Ausgewählter Auszug:
====

Bin zwar nicht Crimson King, antworte aber trotzdem mal, da ich eine ähnliche Sichtweise bei uns vermute. Deine Beispiele aa) und c) sind aus meiner Sicht mit absoluter Sicherheit klassische Beispiele für Railroading, da Spielerentscheidungen künstlich eingeschränkt werden.

Im Beispiel bb) kann man das nur dann beurteilen, wenn man die Beweggründe des SL kennt. Solche Beweggründe werden bisweilen schon mal moralisch oder sittlich genannt.
Generell: geht es dem SL bei der Konstruktion der Situation darum, die Entscheidungsfreiheit der Spieler einzuschränken, handelt es sich um Railroading.
Speziell: Wenn sich das Lager aus nachvollziehbaren, insbesondere aus der Logik des Settings herleitbaren Gründen dort befindet und dadurch alternative Handlungen per se ausgeschlossen werden, ist das kein Railroading. Wurde das Lager dort aber intentional so platziert, dass die Spieler zwingend hindurch müssen, dann handelt es sich um Railroading.

====

Gegebene Daten:

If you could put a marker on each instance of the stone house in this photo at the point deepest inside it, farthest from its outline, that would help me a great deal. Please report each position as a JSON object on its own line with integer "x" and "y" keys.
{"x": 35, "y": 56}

====

Aufgabe: Schreiben Sie den obigen Auszug über Railroading vollständig und wortgetreu ab.

Schriftliche Antwort:
Bin zwar nicht Crimson King, antworte aber trotzdem mal, da ich eine ähnliche Sichtweise bei uns vermute. Deine Beispiele aa) und c) sind aus meiner Sicht mit absoluter Sicherheit klassische Beispiele für Railroading, da Spielerentscheidungen künstlich eingeschränkt werden.

Im Beispiel bb) kann man das nur dann beurteilen, wenn man die Beweggründe des SL kennt. Solche Beweggründe werden bisweilen schon mal moralisch oder sittlich genannt.
Generell: geht es dem SL bei der Konstruktion der Situation darum, die Entscheidungsfreiheit der Spieler einzuschränken, handelt es sich um Railroading.
Speziell: Wenn sich das Lager aus nachvollziehbaren, insbesondere aus der Logik des Settings herleitbaren Gründen dort befindet und dadurch alternative Handlungen per se ausgeschlossen werden, ist das kein Railroading. Wurde das Lager dort aber intentional so platziert, dass die Spieler zwingend hindurch müssen, dann handelt es sich um Railroading.